Aufgabenstellung:
Nennen Sie alle Städte und Flüsse, die im folgenden Forumsthread über das Angeln in Belgrad namentlich erwähnt werden.

Ausgangstext:
* * * * * * * * *

# Angeln in Belgrad - An alle Kenner



## NotEvenANibble (12. April 2017)

Ciao! 

Wir werden im Juni für eine Woche (oder vielleicht länger) in Belgrad urlaub machen. Ich würde gerne ein Tag oder 2 mal mit Angeln verbringen (entweder Donau oder Sava). Wisst ihr welche Voraussetzungen ich dort erfüllen muss und wo ich ein Patent für die Tage kaufen kann?

Gruss

Nibble


----------



## glavoc (13. April 2017)

*AW: Angeln in Belgrad - An alle Kenner*

Ciao Nibble,
erstmal bin ich kein Kenner. Weder in kroat. Süßwasser & leider erst recht nicht in serbischen Gewässern.
Da sich jedoch keine/r gemeldet hat, hab ich dir die nötige Seite gefunden:
http://www.ribolov.co.rs/pravilnik-...ozvole-za-rekreativni-ribolov-za-2017-godinu/

Die Tageskarte würde dich wohl so ca. 8 Euro/1000 Dinar kosten.

* * * * * * * * *

Material:
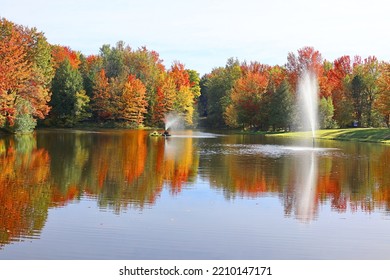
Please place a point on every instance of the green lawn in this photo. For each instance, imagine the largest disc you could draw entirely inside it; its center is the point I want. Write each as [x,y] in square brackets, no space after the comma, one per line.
[378,135]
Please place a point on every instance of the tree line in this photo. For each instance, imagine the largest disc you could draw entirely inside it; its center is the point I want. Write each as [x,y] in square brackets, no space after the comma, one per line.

* * * * * * * * *

Richtige Lösung:
Belgrad, Donau, Sava